Passage given:
((
03/08/2012, Los Frailles
What do-do heads would start a 2800 mile crossing by leaving a lovely anchorage for 35 knot winds and steep confused seas? We'd been warned some time ago by our friends Vic and Hanna (now of S/V Funkadelic) that we should stay put if a Norther was predicted in the Sea of Cortez. It probably would have been wise to follow their advice. To be fair, we have plenty of experience with Pandion in 20-30 knot winds and the prediction was for low 20s today. For some reason the narrow, long Sea of Cortez tends to stack waves steep and incredibly close together, making life a whole lot rougher than one would expect. If we'd been heading upwind or in a shorter boat as our friends once were, today's conditions would have been an impossible nightmare. As it was, they provided an exhilarating (if wearing) next step up our learning curve.
Pandion has a waterline of around 60 feet. This helped dampen the close-together waves both directly and by allowing us enough speed to effectively spread their wavelengths out to a manageable (and sometimes almost comfortable) distance. We spent much of the day making 9-10 knots nearly dead downwind, with apparent winds in the mid-upper 20s. On the larger waves Pandion would take of and surf briefly to 14 knots and once we clocked her for a few seconds at 17.6! Not the way we want to spend a 3 week crossing but for the two of us not incapacitated by seasickness it was an exciting ride. The sensible one aboard finally prevailed, though, and we ducked into a little cove with good protection from the North (though 20 knots if wind still keep us tight against our anchor snubber).
))
Task to complete: Write out the part of the sailing log starting at "Pandion has a" and ending at "our anchor snubber).". These items come from a separate source.

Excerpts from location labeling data
((
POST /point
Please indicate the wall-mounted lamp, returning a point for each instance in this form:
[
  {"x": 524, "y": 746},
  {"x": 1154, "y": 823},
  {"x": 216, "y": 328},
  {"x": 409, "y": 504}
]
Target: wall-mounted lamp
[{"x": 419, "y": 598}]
))
Exercise output:
Pandion has a waterline of around 60 feet. This helped dampen the close-together waves both directly and by allowing us enough speed to effectively spread their wavelengths out to a manageable (and sometimes almost comfortable) distance. We spent much of the day making 9-10 knots nearly dead downwind, with apparent winds in the mid-upper 20s. On the larger waves Pandion would take of and surf briefly to 14 knots and once we clocked her for a few seconds at 17.6! Not the way we want to spend a 3 week crossing but for the two of us not incapacitated by seasickness it was an exciting ride. The sensible one aboard finally prevailed, though, and we ducked into a little cove with good protection from the North (though 20 knots if wind still keep us tight against our anchor snubber).